**Task brief:**
Restate each entry word for word, leaving nothing out.

+ + + + + + +

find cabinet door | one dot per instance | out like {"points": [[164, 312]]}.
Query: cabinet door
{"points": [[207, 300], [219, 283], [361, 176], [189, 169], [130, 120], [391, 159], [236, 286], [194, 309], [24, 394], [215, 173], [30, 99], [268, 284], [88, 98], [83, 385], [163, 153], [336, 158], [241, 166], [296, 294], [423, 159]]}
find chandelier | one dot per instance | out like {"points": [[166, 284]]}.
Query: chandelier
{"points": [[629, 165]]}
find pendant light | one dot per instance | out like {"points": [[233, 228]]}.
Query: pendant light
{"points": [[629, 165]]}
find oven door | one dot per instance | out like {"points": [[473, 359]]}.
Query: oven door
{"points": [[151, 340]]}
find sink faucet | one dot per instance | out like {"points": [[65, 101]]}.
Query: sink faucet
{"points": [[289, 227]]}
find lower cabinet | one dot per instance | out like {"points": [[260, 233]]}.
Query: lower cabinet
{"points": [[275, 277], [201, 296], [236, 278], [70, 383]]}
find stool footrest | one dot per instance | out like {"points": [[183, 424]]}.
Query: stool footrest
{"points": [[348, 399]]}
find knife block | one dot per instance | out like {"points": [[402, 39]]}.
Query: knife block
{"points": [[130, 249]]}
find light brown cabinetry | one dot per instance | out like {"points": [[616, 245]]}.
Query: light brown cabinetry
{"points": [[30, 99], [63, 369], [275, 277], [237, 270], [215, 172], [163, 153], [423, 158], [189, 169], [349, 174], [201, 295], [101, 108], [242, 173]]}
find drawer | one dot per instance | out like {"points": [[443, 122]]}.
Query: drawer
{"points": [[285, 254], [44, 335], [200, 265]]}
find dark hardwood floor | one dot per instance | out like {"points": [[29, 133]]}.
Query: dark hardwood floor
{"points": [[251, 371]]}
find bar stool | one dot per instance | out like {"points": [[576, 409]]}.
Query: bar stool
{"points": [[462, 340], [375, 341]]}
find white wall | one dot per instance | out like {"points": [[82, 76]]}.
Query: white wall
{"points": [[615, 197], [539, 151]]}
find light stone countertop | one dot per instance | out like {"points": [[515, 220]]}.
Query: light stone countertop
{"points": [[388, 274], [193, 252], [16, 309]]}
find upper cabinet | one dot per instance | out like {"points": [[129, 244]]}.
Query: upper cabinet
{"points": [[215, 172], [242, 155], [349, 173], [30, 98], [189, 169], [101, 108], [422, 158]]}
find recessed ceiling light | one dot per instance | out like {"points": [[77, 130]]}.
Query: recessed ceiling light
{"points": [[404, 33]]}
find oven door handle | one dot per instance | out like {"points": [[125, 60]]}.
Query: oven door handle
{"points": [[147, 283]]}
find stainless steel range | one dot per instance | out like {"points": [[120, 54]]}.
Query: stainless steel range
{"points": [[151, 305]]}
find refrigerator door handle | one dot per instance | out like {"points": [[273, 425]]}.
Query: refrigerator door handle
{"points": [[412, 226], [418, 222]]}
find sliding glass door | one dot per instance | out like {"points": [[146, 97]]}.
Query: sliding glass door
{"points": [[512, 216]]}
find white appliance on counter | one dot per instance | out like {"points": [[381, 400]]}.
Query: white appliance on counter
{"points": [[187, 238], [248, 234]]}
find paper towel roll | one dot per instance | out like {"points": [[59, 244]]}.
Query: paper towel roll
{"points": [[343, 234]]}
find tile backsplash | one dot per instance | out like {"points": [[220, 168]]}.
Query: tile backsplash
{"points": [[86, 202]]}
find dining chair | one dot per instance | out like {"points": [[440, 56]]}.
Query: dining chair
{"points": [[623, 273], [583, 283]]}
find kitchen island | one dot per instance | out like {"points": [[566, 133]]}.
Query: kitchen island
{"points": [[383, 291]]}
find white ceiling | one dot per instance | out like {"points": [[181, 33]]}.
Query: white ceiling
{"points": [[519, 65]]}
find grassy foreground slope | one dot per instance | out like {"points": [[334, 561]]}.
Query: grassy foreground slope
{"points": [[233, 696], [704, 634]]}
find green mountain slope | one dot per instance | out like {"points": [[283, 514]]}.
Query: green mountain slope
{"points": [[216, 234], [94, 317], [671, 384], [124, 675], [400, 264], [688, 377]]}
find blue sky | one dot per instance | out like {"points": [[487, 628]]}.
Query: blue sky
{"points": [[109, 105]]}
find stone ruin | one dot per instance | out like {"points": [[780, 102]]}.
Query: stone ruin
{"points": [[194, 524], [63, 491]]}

+ + + + + + +

**Solved problem:**
find cabinet door | one dot per instance | out like {"points": [[164, 312]]}.
Query: cabinet door
{"points": [[207, 300], [219, 283], [361, 176], [189, 169], [130, 120], [391, 159], [236, 286], [194, 309], [24, 394], [215, 173], [30, 99], [268, 284], [88, 98], [83, 385], [163, 153], [336, 158], [241, 166], [296, 294], [423, 159]]}
find chandelier | one dot per instance | out like {"points": [[166, 284]]}.
Query: chandelier
{"points": [[629, 165]]}
find pendant light | one dot per instance | out like {"points": [[233, 228]]}.
Query: pendant light
{"points": [[629, 165]]}
find oven door | one dot per instance | out like {"points": [[473, 359]]}.
Query: oven door
{"points": [[151, 340]]}
find sink faucet | one dot per instance | out like {"points": [[65, 101]]}.
Query: sink faucet
{"points": [[289, 227]]}
find lower cabinet | one dot per instance | out like {"points": [[260, 233]]}.
Query: lower cabinet
{"points": [[275, 277], [201, 296], [236, 278], [70, 383]]}
find stool footrest | one dot per instance | out like {"points": [[183, 424]]}.
Query: stool footrest
{"points": [[348, 399]]}
find knife block | one dot per instance | out like {"points": [[402, 39]]}.
Query: knife block
{"points": [[130, 249]]}
find light brown cabinetry | one dot per instance | out like {"points": [[616, 245]]}.
Query: light brown cabinetry
{"points": [[30, 99], [63, 369], [275, 277], [237, 270], [215, 172], [163, 153], [423, 158], [189, 169], [349, 174], [201, 295], [101, 108], [242, 173]]}
find drawer | one dot per instance | out like {"points": [[443, 122]]}.
Query: drawer
{"points": [[285, 254], [44, 335], [200, 265]]}
find dark hardwood floor | one dot per instance | out like {"points": [[29, 133]]}.
Query: dark hardwood floor
{"points": [[251, 371]]}
find bar stool | one dot per instance | out like {"points": [[576, 409]]}.
Query: bar stool
{"points": [[462, 340], [375, 341]]}
find white wall | one dot per instance | out like {"points": [[82, 76]]}.
Query: white wall
{"points": [[615, 197], [539, 151]]}
find light stone countertop | one dot per instance | out like {"points": [[515, 220]]}.
Query: light stone countertop
{"points": [[388, 274], [193, 252], [16, 309]]}
find upper cabinet | one dot per instance | out like {"points": [[129, 244]]}.
Query: upper cabinet
{"points": [[215, 172], [242, 155], [349, 173], [30, 98], [189, 169], [101, 108], [422, 158]]}
find recessed ceiling light | one dot per instance | out like {"points": [[77, 130]]}.
Query: recessed ceiling light
{"points": [[404, 33]]}
find oven door handle | one dot per instance | out like {"points": [[125, 60]]}.
Query: oven door handle
{"points": [[147, 283]]}
find stainless steel range | one dot per instance | out like {"points": [[120, 54]]}.
Query: stainless steel range
{"points": [[151, 305]]}
find refrigerator door handle | one dot per instance | out like {"points": [[273, 425]]}.
Query: refrigerator door handle
{"points": [[412, 226], [418, 222]]}
find sliding glass door | one dot per instance | out like {"points": [[146, 97]]}.
Query: sliding glass door
{"points": [[512, 216]]}
find white appliance on counter | one dot per instance | out like {"points": [[381, 400]]}.
Query: white appliance on counter
{"points": [[187, 238], [248, 234]]}
find paper towel roll | one dot per instance | out like {"points": [[59, 244]]}.
Query: paper towel roll
{"points": [[343, 234]]}
find tile backsplash | one dot per instance | out like {"points": [[220, 168]]}.
Query: tile backsplash
{"points": [[86, 202]]}
find dining chair | one dot per instance | out like {"points": [[440, 56]]}.
Query: dining chair
{"points": [[623, 273], [583, 283]]}
find kitchen island | one dot per instance | out like {"points": [[566, 133]]}.
Query: kitchen island
{"points": [[383, 291]]}
find white ceiling | one dot per instance | out like {"points": [[181, 33]]}.
Query: white ceiling
{"points": [[519, 65]]}
find grassy foreground slope | one dot per instance | out like {"points": [[334, 561]]}.
Query: grassy foreground slope
{"points": [[233, 696], [704, 634]]}
find green mountain slope | one dot per instance | out like {"points": [[283, 514]]}.
Query: green mountain slope
{"points": [[216, 234], [94, 317], [671, 384], [124, 675], [400, 264], [688, 377]]}
find blue sky | one dot per instance | out like {"points": [[487, 628]]}.
Query: blue sky
{"points": [[109, 105]]}
find stone ruin | one dot per instance | out like {"points": [[780, 102]]}.
Query: stone ruin
{"points": [[194, 524], [63, 491]]}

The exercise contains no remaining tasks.